**TASK TO CARRY OUT:** Here are the records. Write out exactly the lines between the one holding "For every instance of the trumpet-shaped" and the one holding "For every instance of the green stem", inclusive.

**MATERIAL FOR THIS TASK:**
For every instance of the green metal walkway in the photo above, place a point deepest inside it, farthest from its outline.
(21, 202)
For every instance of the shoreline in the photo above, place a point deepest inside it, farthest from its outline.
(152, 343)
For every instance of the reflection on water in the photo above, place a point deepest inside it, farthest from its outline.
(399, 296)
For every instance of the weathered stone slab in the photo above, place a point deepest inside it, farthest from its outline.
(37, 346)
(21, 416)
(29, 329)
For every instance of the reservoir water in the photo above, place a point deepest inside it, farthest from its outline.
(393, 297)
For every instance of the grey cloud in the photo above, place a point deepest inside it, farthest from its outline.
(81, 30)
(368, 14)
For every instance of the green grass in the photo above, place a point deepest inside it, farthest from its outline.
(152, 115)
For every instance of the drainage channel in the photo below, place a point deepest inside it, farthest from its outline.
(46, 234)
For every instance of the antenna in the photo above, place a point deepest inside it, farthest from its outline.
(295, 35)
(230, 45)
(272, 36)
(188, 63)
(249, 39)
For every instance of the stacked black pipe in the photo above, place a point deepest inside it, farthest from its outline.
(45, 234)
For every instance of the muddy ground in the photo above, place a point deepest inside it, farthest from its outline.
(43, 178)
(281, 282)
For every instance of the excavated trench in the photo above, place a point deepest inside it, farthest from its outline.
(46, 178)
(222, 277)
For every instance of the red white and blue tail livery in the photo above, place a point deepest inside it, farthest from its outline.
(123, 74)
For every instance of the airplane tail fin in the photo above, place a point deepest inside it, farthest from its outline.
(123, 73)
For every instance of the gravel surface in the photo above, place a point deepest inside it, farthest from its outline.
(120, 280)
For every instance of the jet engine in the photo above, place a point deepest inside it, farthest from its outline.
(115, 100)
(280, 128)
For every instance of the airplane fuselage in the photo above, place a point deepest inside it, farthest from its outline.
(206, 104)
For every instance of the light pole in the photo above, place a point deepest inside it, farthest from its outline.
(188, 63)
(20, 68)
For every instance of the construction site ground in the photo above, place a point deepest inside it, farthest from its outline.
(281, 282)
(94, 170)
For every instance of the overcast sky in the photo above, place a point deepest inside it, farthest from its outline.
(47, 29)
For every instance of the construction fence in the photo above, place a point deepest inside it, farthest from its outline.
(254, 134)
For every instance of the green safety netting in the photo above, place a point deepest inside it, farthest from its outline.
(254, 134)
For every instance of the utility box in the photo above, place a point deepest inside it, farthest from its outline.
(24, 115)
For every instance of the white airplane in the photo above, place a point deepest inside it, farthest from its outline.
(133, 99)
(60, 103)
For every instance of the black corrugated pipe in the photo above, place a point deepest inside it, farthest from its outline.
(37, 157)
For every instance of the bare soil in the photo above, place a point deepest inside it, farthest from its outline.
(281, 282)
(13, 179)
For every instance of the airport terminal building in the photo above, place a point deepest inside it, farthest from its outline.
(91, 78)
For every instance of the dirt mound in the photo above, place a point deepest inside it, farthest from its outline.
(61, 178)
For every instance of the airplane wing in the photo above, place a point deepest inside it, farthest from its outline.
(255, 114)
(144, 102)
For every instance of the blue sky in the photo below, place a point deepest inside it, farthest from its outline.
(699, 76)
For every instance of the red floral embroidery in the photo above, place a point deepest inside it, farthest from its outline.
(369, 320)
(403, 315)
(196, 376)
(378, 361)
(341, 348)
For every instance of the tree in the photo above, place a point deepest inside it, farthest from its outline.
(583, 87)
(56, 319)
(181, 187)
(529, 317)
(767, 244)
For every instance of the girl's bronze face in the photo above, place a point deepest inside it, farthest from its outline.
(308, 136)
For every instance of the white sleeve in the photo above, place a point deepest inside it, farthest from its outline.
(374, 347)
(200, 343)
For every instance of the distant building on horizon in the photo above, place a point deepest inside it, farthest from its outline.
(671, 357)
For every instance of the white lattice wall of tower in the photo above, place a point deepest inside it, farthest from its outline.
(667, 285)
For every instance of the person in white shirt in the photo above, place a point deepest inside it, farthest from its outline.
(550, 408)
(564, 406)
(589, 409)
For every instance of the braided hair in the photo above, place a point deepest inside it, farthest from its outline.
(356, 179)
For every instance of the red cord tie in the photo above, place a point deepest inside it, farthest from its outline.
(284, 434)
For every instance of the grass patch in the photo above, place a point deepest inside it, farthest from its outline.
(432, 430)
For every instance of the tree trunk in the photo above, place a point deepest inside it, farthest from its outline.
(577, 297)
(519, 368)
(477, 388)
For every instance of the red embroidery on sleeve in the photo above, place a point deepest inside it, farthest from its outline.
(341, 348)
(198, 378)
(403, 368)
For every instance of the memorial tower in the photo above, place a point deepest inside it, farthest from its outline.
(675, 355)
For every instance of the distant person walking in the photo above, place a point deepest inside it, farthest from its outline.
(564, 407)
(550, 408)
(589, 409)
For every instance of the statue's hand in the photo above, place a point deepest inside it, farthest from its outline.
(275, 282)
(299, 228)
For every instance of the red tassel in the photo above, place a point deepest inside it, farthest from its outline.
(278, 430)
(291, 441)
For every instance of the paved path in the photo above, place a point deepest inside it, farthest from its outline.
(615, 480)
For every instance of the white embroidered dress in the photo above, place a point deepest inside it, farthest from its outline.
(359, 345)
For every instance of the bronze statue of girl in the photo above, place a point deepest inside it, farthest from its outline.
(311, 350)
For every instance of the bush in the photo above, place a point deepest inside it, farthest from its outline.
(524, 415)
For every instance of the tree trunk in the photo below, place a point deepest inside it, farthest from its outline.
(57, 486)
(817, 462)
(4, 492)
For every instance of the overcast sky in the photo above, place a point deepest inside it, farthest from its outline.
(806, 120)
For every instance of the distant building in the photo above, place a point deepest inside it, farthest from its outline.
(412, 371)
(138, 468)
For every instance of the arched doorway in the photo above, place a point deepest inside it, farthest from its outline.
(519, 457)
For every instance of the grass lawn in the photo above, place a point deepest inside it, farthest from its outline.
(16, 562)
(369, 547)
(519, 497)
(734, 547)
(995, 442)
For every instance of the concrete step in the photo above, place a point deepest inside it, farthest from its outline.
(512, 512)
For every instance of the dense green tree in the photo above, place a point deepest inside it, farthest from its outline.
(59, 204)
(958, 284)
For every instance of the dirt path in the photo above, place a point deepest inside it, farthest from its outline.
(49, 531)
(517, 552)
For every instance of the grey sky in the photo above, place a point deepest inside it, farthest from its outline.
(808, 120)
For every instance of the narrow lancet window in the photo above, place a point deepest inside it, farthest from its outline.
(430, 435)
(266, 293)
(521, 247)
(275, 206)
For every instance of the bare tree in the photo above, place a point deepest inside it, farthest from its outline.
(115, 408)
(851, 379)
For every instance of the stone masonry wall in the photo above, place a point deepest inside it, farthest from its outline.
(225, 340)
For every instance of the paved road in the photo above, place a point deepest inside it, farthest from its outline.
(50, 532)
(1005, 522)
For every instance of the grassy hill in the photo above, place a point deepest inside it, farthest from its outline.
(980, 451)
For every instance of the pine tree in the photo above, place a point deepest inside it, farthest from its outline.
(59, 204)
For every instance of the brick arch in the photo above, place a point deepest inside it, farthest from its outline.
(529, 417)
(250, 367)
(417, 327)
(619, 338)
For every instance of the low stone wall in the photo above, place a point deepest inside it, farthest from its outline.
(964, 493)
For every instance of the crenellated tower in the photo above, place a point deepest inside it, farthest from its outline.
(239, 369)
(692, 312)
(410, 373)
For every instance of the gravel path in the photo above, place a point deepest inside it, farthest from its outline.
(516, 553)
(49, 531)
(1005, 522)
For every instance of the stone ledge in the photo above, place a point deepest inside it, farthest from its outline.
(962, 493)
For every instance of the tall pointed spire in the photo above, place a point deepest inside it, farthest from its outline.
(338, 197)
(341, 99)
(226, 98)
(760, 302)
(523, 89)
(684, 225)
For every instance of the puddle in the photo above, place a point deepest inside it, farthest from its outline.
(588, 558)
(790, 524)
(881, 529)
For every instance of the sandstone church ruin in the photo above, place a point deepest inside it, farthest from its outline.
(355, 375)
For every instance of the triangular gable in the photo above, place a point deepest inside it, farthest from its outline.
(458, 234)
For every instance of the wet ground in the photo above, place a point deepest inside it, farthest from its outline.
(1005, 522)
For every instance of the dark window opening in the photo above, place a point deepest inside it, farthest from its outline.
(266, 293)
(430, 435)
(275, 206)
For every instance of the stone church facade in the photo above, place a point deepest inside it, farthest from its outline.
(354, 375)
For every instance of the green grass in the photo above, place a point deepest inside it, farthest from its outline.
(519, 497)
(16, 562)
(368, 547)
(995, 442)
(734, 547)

* * *

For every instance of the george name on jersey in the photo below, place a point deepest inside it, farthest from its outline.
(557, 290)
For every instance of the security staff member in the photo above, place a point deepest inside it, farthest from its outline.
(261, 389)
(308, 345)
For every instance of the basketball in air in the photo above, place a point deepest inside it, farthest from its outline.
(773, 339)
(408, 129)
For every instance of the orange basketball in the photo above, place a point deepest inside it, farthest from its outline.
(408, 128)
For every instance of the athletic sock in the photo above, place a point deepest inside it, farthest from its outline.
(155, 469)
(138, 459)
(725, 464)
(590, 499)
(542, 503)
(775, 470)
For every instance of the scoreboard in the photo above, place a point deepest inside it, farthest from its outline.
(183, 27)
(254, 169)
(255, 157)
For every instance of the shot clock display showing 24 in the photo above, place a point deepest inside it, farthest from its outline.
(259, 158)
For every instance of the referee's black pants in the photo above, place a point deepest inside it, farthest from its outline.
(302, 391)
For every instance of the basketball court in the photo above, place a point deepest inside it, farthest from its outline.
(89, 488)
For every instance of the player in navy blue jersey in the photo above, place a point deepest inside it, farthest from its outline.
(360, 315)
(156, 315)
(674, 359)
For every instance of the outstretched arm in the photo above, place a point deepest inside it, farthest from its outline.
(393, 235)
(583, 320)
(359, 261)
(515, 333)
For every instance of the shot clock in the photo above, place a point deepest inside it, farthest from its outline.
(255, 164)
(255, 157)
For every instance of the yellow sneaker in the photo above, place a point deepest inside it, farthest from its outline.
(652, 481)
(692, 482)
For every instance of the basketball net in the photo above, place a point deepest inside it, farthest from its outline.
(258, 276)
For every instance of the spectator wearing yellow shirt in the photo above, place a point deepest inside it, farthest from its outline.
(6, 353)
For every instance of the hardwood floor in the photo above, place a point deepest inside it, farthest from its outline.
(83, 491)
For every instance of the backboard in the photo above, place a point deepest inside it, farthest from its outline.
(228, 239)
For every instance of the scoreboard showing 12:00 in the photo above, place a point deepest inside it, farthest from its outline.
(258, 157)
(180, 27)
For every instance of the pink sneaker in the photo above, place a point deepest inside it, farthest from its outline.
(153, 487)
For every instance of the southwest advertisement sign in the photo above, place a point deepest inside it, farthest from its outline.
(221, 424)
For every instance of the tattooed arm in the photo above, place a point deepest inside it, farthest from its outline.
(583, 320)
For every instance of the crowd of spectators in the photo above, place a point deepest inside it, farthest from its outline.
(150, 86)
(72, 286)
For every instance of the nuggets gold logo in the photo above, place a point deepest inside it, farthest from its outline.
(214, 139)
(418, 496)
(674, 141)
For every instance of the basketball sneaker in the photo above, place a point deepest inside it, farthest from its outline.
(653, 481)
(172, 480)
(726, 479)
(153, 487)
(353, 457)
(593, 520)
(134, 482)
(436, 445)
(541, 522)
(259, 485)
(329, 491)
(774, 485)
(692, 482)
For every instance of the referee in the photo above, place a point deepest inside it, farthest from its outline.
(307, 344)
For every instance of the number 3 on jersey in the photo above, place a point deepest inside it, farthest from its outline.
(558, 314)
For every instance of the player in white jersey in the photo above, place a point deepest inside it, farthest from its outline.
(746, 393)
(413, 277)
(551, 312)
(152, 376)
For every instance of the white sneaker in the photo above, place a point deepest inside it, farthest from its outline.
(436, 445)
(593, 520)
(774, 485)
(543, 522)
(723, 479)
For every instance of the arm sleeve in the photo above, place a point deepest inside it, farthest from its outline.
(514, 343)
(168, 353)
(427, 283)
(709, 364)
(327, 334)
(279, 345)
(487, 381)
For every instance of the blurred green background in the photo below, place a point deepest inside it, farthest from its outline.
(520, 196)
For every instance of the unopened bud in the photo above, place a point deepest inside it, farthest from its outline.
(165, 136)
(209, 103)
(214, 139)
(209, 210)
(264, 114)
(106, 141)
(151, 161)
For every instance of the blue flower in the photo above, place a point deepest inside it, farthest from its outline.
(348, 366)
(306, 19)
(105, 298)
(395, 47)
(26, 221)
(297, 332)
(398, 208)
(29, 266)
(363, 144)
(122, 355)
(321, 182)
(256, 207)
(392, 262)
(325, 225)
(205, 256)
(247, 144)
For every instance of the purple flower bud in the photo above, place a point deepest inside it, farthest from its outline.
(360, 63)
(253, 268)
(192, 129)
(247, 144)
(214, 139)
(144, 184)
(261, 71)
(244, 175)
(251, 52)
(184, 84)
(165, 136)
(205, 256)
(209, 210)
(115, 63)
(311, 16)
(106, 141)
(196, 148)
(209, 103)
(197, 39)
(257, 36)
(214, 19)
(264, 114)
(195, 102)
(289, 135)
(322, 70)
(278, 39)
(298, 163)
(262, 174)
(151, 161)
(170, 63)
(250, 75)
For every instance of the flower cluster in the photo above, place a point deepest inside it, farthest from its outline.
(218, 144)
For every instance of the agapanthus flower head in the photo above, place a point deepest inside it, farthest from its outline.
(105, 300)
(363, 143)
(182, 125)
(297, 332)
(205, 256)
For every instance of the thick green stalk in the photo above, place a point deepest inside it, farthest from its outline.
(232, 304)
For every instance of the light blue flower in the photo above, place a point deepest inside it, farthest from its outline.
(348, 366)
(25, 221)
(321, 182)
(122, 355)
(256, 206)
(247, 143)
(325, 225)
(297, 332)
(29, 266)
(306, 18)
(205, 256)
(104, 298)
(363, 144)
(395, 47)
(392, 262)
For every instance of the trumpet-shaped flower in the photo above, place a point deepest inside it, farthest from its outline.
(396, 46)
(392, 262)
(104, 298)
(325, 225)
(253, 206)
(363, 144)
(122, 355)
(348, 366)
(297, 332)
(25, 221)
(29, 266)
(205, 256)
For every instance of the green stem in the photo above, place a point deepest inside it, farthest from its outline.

**YOUR SOLUTION:**
For every instance of the trumpet-shaped flower in the photo above, place a point deepest inside it, farthest from its outline.
(396, 46)
(392, 262)
(104, 298)
(325, 225)
(253, 206)
(363, 144)
(122, 355)
(348, 366)
(297, 332)
(25, 221)
(29, 266)
(205, 256)
For every instance of the green stem in the photo above, place a point deepest inside it, farthest from its outline.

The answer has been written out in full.